Stored data START
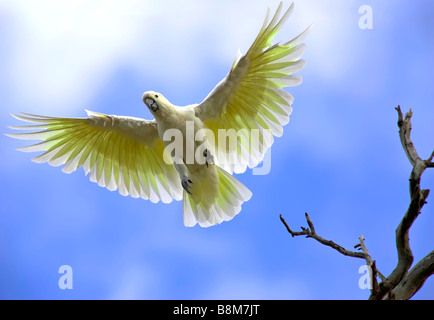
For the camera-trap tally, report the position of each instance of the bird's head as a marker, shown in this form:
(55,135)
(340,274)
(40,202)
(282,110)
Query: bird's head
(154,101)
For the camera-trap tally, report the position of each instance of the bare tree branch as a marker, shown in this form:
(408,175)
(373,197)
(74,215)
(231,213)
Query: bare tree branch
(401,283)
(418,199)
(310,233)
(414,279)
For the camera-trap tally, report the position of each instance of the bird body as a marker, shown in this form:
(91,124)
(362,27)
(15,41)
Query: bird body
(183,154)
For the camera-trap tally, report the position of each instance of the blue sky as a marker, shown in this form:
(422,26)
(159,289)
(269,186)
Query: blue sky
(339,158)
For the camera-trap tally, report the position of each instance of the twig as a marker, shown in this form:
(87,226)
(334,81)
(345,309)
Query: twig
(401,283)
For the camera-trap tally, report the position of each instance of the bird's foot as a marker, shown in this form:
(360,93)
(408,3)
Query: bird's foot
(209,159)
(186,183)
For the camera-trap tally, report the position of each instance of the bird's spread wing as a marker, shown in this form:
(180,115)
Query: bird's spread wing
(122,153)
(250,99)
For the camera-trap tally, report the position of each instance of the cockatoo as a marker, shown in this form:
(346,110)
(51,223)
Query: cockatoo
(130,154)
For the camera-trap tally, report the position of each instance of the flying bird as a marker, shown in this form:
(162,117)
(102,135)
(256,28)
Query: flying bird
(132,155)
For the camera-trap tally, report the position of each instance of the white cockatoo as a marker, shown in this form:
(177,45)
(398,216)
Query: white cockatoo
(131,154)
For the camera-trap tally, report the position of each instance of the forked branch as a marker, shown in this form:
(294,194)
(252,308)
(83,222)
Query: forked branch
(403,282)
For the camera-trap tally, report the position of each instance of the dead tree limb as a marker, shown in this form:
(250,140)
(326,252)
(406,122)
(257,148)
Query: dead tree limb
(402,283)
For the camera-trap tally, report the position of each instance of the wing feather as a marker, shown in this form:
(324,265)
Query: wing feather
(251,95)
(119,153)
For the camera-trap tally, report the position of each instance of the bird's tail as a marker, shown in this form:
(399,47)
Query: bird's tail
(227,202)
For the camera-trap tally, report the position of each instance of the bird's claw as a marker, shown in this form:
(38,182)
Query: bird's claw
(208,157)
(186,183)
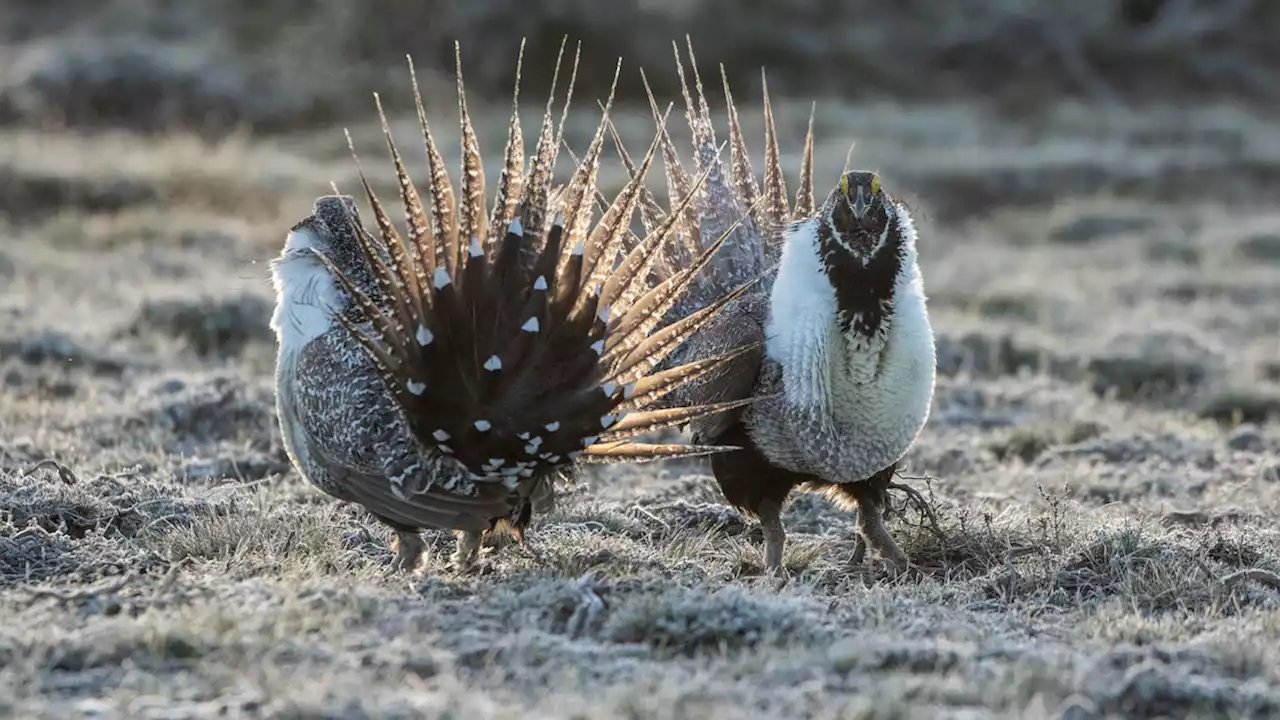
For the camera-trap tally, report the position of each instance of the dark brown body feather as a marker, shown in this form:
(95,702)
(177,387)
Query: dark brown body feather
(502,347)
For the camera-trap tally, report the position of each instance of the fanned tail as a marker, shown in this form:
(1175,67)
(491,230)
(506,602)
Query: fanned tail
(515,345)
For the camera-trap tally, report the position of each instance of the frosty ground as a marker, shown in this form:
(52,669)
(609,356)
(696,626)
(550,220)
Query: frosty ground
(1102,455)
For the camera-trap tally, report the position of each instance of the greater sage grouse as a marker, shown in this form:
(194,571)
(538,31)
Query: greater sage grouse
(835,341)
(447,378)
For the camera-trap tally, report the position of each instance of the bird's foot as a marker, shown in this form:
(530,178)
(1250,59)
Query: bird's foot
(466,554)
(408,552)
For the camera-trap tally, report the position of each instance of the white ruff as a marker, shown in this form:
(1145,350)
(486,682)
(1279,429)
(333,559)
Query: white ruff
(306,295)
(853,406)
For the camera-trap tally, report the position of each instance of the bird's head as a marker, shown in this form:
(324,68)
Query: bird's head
Stored data END
#### [Exercise]
All of the entries need to be retyped word for word, pictures excluded.

#### [Result below]
For the camera-trap tally, report the position of each instance of the bird's head as a marker, shown in this form:
(55,135)
(340,274)
(40,202)
(282,110)
Query: bird's head
(154,101)
For the camera-trap tally, report the position of each instance of the bare tree branch as a marker, shown in this form:
(408,175)
(373,197)
(74,215)
(231,213)
Query: bare tree branch
(401,283)
(418,199)
(310,233)
(414,279)
For the camera-trap tally, report the position of each instance of the bird body as a marker, shown in this form:
(91,124)
(362,27)
(15,41)
Query: bird body
(183,154)
For the camera-trap tally, report the position of each instance of the blue sky as a marker, shown in this form:
(422,26)
(159,289)
(269,186)
Query: blue sky
(339,158)
For the camera-trap tally, report the position of each instance of the twig as a marker, shown in this form:
(87,226)
(334,81)
(345,309)
Query: twig
(401,283)
For the camera-trap tally, report the position of each instance of the bird's foot as a marker, shown in this form:
(360,93)
(408,3)
Query: bird's foot
(209,159)
(186,183)
For the camera-trap tally, report the position of each instance of the bird's spread wing as a marker, shown in this form:
(180,115)
Query: bird's spread wing
(122,153)
(250,99)
For the camera-trap tally, report the position of each instance of the cockatoo as a marker, shown in this form:
(346,110)
(51,223)
Query: cockatoo
(130,154)
For the camera-trap tally, report the position of each instance of the flying bird as a marker, shown in this form:
(162,117)
(102,135)
(256,28)
Query: flying bird
(132,155)
For the camera-trap tally, report the position of each instance of the white cockatoo as a marker, shown in this form:
(177,45)
(398,216)
Query: white cockatoo
(131,154)
For the camera-trap tally, report the position of each instance of the forked branch as a marker, shown in this form:
(294,194)
(252,308)
(83,222)
Query: forked branch
(403,282)
For the camera-trap tally, report the position of each instance of the dead tree limb as a marker, shown in this form:
(250,140)
(326,252)
(406,122)
(257,148)
Query: dead tree limb
(402,283)
For the camera-trap tally, report the position of each instance of the wing feather as a marker, shown in this form:
(324,265)
Query: wing feather
(251,95)
(119,153)
For the camera-trap tally, report the position of each instance of the bird's tail as a marker, shown in this form:
(399,47)
Query: bird's tail
(227,202)
For the camera-trap tally, report the position of each instance of the bird's claw as a marker, shown in this form:
(38,182)
Query: bird's claw
(208,157)
(186,183)
For the camera-trap tally, report the position of each instance of the dark brown body feather as a marker, shown in this form:
(95,702)
(177,387)
Query: dark brown body feather
(502,347)
For the camera-trap tally, report the position of each instance of the fanned tail as a marker, shown in this form:
(1175,67)
(491,230)
(506,602)
Query: fanned tail
(515,345)
For the camera-trap tally, report the position of each instance of the frosty ground as a marker, shown in this form:
(52,669)
(609,356)
(696,626)
(550,220)
Query: frosty ground
(1102,455)
For the camera-trap tally, report the position of each instance of the greater sage grouse as a marker, shown in this form:
(194,571)
(538,31)
Query: greater sage grouse
(835,341)
(447,378)
For the camera-trap tally, report the position of each instance of the bird's foot as a marker, shown in this form:
(530,178)
(1250,59)
Query: bird's foot
(466,554)
(408,552)
For the camera-trap tally, report the position of each instance of the white ruff as a marker, shown in this form:
(1145,350)
(486,682)
(1279,429)
(333,559)
Query: white ruff
(306,295)
(853,406)
For the camera-trap tally, report the position of each instance of the bird's head as a marker, shown in this form:
(324,68)
Query: bird's head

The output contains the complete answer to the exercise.